→ Brief
Which lines in the entries below contain the word "shirt"? Return each of those lines in full.
>> BEGIN Data shown
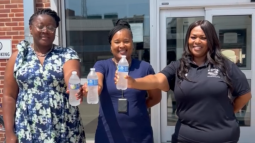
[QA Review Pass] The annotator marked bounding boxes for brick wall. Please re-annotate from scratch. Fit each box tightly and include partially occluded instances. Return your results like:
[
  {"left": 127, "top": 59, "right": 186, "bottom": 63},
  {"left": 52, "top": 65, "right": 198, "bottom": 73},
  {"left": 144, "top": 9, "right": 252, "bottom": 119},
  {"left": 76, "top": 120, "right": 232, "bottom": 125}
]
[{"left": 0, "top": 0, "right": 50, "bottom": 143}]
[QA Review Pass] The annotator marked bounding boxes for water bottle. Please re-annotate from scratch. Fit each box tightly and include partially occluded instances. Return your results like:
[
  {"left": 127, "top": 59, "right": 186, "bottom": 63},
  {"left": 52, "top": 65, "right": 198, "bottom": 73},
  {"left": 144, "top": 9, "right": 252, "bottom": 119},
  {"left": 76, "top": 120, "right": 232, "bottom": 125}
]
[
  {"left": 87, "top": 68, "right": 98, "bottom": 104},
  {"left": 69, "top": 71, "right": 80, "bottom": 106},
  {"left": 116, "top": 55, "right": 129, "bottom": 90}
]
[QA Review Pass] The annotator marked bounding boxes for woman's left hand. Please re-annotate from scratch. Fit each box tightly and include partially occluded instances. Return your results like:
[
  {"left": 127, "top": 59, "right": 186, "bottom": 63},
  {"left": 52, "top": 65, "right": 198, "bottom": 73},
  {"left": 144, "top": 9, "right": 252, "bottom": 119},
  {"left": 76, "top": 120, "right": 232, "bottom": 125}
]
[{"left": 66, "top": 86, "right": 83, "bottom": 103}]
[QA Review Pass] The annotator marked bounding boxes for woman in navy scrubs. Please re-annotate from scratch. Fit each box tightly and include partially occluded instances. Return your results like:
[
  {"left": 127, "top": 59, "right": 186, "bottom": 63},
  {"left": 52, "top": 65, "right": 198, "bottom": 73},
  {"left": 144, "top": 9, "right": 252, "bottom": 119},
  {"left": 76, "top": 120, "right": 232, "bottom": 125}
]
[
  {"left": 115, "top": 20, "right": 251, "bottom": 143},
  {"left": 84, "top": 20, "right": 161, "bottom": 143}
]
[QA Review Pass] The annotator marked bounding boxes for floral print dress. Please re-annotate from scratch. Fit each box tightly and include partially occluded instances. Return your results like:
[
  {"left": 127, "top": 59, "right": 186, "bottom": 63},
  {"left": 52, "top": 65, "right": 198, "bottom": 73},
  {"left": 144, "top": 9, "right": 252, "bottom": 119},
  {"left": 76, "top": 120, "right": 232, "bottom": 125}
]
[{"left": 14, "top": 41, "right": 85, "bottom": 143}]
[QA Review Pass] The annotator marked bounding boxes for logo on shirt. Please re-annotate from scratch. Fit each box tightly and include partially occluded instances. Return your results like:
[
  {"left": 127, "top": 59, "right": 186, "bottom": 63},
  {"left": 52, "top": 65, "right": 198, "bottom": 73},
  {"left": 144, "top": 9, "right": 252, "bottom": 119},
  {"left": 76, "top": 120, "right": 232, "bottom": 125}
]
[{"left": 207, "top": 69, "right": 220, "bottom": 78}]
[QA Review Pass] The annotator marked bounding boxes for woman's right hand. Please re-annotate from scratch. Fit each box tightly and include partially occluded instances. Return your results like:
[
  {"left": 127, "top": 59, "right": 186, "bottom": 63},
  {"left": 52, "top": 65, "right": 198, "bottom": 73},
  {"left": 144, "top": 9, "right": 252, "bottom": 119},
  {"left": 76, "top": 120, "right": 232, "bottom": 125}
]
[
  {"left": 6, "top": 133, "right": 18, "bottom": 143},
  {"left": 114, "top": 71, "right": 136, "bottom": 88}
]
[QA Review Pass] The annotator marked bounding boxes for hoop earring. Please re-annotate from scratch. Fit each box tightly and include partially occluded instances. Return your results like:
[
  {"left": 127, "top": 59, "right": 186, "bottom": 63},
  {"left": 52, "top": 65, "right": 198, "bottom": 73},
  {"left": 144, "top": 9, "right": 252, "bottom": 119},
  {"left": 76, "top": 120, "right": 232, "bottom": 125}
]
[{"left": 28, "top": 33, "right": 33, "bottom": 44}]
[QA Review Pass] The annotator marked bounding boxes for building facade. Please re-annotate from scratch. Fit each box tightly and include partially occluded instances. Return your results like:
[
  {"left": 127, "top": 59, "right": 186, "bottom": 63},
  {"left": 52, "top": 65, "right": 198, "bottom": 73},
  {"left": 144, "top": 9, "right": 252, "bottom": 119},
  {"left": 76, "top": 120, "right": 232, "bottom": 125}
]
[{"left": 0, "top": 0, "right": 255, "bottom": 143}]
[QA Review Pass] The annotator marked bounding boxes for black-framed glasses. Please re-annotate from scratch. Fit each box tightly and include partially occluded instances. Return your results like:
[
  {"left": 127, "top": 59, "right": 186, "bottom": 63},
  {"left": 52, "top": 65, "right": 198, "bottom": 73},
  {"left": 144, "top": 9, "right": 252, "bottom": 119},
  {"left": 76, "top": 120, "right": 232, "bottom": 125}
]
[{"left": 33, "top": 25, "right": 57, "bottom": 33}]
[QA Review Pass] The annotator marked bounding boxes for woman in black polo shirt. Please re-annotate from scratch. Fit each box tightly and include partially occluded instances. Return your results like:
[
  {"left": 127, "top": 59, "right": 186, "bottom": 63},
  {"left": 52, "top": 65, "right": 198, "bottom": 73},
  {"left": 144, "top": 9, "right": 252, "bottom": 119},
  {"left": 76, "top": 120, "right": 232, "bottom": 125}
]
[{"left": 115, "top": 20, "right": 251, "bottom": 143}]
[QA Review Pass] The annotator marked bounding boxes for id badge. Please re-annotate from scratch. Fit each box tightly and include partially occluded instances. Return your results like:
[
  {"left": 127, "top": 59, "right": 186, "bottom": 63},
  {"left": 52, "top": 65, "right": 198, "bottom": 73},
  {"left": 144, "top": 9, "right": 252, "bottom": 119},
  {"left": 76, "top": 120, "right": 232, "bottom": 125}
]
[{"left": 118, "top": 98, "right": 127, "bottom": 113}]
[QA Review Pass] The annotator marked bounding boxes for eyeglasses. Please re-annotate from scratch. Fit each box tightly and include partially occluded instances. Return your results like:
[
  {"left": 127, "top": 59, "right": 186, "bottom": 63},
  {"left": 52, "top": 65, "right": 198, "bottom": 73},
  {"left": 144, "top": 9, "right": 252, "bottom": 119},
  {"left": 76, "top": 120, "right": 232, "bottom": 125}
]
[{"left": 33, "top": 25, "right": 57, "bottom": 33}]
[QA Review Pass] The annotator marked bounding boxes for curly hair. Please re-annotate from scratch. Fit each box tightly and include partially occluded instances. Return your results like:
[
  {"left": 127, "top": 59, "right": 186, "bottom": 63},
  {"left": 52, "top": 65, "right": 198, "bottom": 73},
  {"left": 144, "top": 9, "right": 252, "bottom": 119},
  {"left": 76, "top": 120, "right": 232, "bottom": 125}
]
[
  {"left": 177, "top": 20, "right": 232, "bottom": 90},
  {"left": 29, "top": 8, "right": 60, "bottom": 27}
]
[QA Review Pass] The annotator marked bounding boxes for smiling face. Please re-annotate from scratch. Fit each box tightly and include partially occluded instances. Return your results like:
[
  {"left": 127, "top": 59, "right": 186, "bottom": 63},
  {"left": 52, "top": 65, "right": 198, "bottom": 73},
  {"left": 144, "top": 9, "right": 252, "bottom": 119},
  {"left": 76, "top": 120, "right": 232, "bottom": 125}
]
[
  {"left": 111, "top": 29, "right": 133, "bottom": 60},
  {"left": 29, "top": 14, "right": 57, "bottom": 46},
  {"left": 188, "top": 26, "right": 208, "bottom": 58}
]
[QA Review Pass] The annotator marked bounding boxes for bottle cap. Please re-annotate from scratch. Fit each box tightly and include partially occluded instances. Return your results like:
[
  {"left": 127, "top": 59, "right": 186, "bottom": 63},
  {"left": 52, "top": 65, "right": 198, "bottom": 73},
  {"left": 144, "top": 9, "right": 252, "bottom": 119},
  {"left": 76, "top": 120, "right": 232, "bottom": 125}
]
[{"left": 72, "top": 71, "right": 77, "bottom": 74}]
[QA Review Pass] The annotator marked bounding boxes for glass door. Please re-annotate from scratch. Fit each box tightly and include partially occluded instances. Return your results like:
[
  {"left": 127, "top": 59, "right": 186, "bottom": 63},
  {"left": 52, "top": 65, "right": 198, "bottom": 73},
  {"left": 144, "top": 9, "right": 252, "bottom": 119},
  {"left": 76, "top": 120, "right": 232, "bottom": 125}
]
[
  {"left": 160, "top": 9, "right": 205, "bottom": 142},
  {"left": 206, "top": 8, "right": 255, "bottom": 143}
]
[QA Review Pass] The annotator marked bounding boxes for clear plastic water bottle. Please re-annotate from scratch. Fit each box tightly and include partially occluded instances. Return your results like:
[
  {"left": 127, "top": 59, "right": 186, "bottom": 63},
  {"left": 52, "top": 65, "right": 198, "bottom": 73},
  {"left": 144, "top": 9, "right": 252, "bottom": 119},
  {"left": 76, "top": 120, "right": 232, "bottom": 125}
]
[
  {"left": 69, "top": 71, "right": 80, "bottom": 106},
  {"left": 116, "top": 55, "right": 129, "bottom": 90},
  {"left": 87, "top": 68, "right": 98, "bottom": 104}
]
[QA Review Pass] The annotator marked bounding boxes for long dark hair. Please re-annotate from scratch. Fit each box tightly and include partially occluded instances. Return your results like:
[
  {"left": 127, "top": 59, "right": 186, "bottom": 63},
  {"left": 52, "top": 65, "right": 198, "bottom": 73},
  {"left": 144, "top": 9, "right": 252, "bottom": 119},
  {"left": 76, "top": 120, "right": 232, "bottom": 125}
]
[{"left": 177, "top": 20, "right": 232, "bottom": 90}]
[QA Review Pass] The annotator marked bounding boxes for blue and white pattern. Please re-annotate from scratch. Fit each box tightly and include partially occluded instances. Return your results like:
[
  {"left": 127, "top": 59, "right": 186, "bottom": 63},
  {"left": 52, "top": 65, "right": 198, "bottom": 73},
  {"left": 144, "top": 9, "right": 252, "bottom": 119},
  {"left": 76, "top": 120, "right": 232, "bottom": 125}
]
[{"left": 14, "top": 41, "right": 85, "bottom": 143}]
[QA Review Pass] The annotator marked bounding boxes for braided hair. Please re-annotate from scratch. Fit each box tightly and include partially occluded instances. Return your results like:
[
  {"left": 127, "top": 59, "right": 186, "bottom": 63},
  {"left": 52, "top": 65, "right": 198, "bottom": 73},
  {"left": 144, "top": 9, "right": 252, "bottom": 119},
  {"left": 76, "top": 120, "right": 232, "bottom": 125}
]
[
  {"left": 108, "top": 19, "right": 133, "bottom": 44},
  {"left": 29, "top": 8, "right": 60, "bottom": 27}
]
>> END Data shown
→ Task result
[QA Review Pass] The annotator marked bounding boxes for logo on shirt. Please re-annotate from scratch. Fit each box tightly and include partially occluded instances. Return your results like:
[QA Review Pass] The annotator marked bounding boxes for woman in black polo shirt. Please re-annotate from scratch. Fit each box tightly and include partially occluded instances. Return your results like:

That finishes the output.